### Senin görevin
Aşağıdaki tüm kayıtlardaki satırları yeniden yaz ve "JSON object" geçen her yerde onu "JSON record" ile değiştir. Geri kalan her şey aynı kalsın.

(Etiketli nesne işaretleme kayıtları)
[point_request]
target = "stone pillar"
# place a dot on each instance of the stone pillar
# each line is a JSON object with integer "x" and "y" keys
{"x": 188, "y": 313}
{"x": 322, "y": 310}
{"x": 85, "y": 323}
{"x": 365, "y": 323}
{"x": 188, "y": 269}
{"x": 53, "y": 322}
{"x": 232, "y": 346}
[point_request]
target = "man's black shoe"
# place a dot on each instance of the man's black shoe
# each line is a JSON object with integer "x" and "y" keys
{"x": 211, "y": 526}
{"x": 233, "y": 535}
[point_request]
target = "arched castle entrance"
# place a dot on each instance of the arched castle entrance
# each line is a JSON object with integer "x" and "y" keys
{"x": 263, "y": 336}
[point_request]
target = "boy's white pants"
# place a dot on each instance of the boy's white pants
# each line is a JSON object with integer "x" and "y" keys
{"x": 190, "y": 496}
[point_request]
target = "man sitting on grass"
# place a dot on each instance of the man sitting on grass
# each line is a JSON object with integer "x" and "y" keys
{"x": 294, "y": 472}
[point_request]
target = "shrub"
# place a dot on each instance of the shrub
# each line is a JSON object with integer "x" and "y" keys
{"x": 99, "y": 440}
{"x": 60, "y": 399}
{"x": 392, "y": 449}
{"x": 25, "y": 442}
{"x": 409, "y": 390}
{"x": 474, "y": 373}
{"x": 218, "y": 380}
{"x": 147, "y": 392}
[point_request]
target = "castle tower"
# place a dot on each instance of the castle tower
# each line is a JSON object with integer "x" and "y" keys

### Doğru cevap
[point_request]
target = "stone pillar"
# place a dot on each instance of the stone pillar
# each line is a JSON record with integer "x" and "y" keys
{"x": 188, "y": 313}
{"x": 322, "y": 310}
{"x": 85, "y": 323}
{"x": 365, "y": 323}
{"x": 188, "y": 269}
{"x": 53, "y": 322}
{"x": 232, "y": 346}
[point_request]
target = "man's black shoe"
# place a dot on each instance of the man's black shoe
# each line is a JSON record with integer "x" and "y" keys
{"x": 211, "y": 526}
{"x": 233, "y": 535}
[point_request]
target = "arched castle entrance"
# place a dot on each instance of the arched castle entrance
# each line is a JSON record with integer "x" and "y" keys
{"x": 263, "y": 336}
[point_request]
target = "boy's white pants"
# place a dot on each instance of the boy's white pants
# each line is a JSON record with integer "x" and "y" keys
{"x": 190, "y": 496}
[point_request]
target = "man sitting on grass"
# place a dot on each instance of the man sitting on grass
# each line is a JSON record with integer "x" and "y" keys
{"x": 294, "y": 472}
[point_request]
target = "shrub"
# place a dot on each instance of the shrub
# each line is a JSON record with integer "x" and "y" keys
{"x": 99, "y": 440}
{"x": 60, "y": 399}
{"x": 392, "y": 449}
{"x": 25, "y": 442}
{"x": 409, "y": 390}
{"x": 474, "y": 373}
{"x": 218, "y": 380}
{"x": 147, "y": 392}
[point_request]
target = "castle tower"
# place a dot on each instance of the castle tower
# each line is a JSON record with integer "x" and "y" keys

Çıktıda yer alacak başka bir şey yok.